- _WHAT TO PRODUCE_: Please write out the records exactly.

- _DATA TO USE_:
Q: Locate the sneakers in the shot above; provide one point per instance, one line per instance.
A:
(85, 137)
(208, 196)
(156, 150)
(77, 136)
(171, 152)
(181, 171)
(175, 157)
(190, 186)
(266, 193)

- _EXERCISE ANSWER_:
Q: Locate the sneakers in the shot above; provide one point per instance, one line per instance.
A:
(85, 137)
(208, 196)
(156, 150)
(77, 136)
(171, 152)
(181, 171)
(175, 157)
(190, 186)
(266, 193)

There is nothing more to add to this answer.